-- START Exercise input --

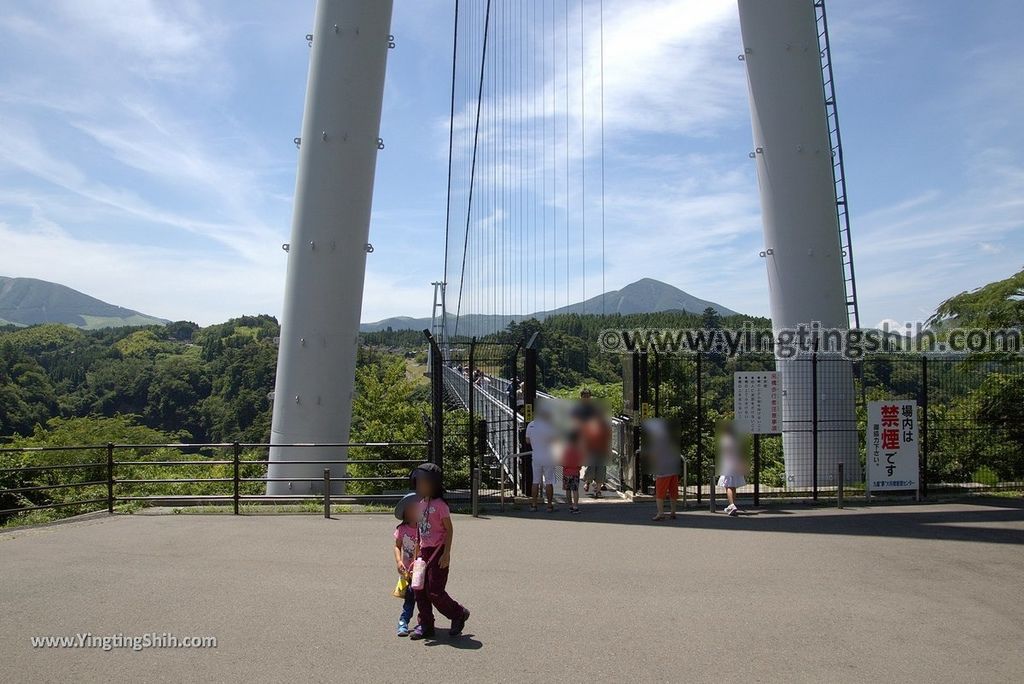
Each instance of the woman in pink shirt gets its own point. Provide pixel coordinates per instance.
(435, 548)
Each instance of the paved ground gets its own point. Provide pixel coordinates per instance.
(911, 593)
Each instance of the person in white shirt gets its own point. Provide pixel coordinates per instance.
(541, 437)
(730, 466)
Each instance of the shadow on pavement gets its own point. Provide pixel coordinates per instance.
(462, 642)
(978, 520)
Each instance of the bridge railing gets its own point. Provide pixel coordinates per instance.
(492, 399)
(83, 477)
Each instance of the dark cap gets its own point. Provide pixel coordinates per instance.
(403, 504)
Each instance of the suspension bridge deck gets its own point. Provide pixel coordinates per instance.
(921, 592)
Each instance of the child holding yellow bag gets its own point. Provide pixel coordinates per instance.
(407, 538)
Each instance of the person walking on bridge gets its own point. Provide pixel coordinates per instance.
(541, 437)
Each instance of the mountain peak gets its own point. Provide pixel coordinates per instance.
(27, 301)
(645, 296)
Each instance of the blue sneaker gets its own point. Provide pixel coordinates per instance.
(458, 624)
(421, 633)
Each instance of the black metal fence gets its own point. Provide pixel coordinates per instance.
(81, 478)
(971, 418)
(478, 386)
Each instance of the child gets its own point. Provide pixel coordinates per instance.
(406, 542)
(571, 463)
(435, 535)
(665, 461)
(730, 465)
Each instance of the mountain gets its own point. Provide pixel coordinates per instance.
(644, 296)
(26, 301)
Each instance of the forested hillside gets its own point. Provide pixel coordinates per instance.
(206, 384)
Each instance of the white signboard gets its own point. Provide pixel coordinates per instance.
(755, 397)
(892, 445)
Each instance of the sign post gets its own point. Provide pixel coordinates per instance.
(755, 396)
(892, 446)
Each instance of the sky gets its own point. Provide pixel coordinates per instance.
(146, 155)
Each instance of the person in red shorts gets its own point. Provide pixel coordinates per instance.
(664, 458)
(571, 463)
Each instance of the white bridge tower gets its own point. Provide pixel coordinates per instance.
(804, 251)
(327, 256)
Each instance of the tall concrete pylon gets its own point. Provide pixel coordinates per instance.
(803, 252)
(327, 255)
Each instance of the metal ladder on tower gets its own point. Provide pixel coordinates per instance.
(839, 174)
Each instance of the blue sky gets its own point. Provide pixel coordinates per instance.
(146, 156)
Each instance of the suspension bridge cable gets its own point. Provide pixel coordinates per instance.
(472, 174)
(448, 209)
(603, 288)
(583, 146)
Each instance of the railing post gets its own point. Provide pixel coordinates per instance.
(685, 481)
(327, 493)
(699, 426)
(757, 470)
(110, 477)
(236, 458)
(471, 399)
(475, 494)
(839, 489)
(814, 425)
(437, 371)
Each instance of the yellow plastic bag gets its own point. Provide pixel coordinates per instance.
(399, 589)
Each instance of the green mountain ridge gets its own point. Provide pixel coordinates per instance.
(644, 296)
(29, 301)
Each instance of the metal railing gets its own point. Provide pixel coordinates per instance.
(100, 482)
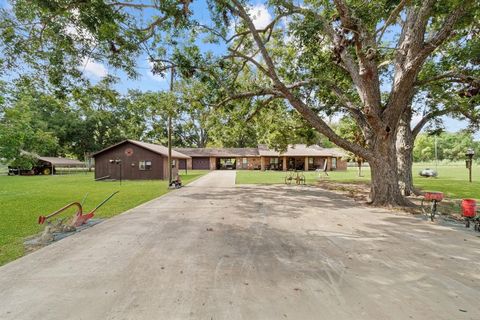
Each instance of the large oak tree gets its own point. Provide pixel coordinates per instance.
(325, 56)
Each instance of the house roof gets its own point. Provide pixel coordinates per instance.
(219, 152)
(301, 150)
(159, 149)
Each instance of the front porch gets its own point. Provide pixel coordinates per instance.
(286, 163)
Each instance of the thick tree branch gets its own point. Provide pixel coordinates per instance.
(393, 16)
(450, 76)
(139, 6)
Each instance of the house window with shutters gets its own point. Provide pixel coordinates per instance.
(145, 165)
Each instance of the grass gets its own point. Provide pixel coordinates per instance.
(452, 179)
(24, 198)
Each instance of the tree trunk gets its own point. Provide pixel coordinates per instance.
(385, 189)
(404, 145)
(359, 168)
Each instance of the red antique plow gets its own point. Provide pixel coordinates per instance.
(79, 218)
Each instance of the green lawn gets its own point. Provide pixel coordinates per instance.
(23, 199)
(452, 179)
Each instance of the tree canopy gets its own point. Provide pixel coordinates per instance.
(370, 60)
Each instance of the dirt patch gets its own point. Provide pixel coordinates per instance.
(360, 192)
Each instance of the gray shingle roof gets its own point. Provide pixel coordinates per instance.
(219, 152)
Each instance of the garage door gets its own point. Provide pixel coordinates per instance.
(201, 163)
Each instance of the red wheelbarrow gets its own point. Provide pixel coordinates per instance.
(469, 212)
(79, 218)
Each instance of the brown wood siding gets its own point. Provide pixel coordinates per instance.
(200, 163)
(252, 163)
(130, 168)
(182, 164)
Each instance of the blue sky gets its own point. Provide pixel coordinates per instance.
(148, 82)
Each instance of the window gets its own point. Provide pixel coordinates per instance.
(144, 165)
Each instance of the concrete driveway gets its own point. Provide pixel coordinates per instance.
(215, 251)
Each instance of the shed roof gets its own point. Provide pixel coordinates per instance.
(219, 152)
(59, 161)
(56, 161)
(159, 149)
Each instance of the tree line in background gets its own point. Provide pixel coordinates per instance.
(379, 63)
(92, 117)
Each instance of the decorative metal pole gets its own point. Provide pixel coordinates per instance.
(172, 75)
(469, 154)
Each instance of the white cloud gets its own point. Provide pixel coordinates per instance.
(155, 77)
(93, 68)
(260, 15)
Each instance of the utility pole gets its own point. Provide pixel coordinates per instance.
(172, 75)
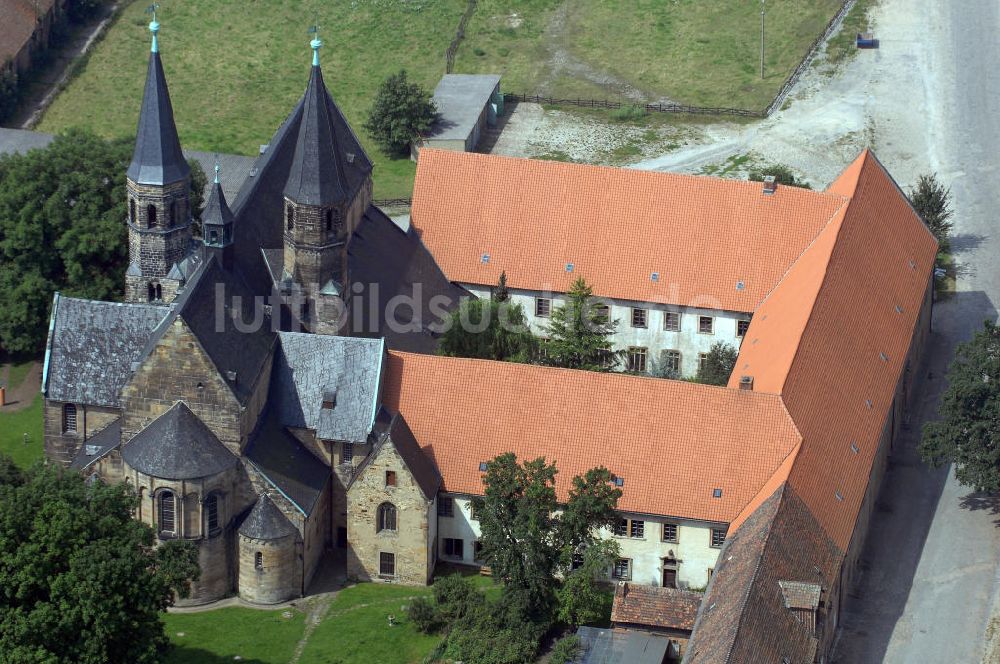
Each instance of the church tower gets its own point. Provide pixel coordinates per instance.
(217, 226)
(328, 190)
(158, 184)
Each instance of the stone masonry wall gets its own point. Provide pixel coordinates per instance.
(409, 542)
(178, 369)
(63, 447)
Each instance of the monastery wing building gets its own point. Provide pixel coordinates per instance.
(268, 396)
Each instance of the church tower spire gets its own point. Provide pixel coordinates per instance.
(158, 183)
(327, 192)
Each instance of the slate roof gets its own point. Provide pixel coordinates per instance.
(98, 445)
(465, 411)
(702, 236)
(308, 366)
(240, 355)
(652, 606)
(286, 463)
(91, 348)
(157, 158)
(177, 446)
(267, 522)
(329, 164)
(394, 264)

-- END Exercise input --
-- START Exercise input --

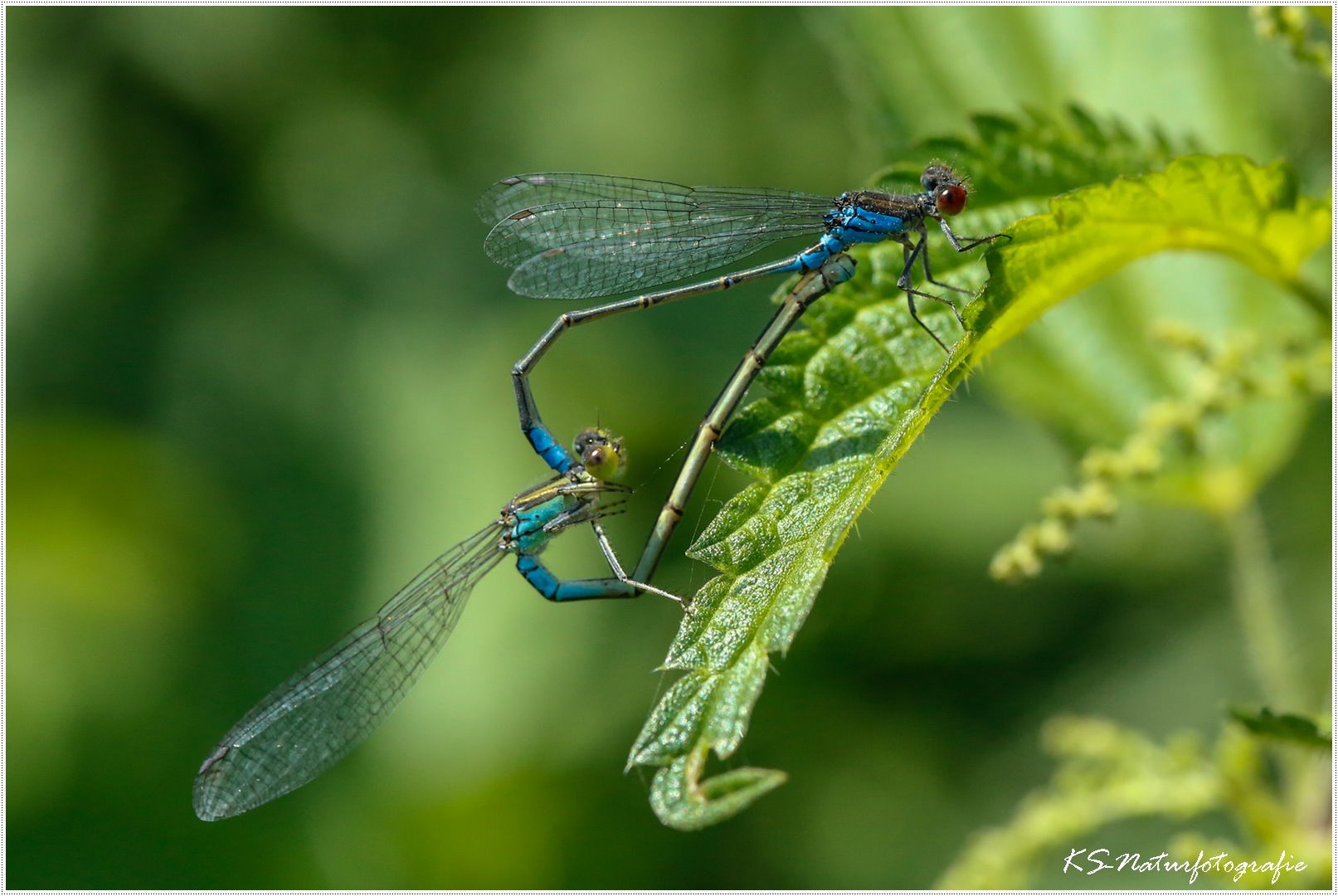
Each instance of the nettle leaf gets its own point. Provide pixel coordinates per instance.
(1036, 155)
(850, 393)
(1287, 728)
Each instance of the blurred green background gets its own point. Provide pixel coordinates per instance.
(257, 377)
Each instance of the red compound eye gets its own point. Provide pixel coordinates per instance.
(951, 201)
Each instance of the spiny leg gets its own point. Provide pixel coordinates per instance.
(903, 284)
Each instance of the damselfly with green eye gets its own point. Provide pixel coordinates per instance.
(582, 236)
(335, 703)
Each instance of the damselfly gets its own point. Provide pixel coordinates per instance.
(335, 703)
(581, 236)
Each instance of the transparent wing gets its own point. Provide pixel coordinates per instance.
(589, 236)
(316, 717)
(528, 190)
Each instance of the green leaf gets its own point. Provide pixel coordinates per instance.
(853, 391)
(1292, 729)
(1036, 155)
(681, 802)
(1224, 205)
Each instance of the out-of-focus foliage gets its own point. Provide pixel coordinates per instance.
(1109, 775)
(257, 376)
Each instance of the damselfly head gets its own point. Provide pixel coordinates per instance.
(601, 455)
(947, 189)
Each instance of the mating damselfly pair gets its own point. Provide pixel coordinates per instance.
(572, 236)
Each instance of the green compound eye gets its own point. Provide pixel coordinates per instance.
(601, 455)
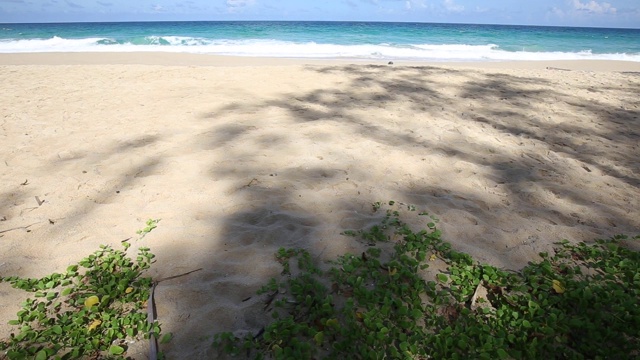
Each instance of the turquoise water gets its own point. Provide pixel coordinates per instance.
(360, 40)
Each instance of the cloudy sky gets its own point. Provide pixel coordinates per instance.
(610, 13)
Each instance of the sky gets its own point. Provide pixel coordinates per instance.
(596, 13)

-- END Exercise input --

Reproduce the items verbatim from the line with "Each instance of the red compound" to the line with "(1224, 205)", including both of those lines.

*Correct answer:*
Each instance of the red compound eye gets its own point. Provide pixel coordinates per instance.
(951, 201)
Each instance of the spiny leg gets its own point. Provide pixel coordinates per instance.
(903, 284)
Each instance of the damselfly with green eye gets its own point. Provide pixel coordinates per instance.
(582, 236)
(335, 703)
Each instance of the damselfly gets its own point. Provide pixel coordinates per instance.
(335, 703)
(581, 236)
Each instance of the transparent wing gets its own point. Provide pixel coordinates per instance.
(589, 236)
(316, 717)
(528, 190)
Each instance of the green leaf gets its own point. Provide pixel coordinates per instance.
(853, 391)
(1292, 729)
(1036, 155)
(681, 802)
(1224, 205)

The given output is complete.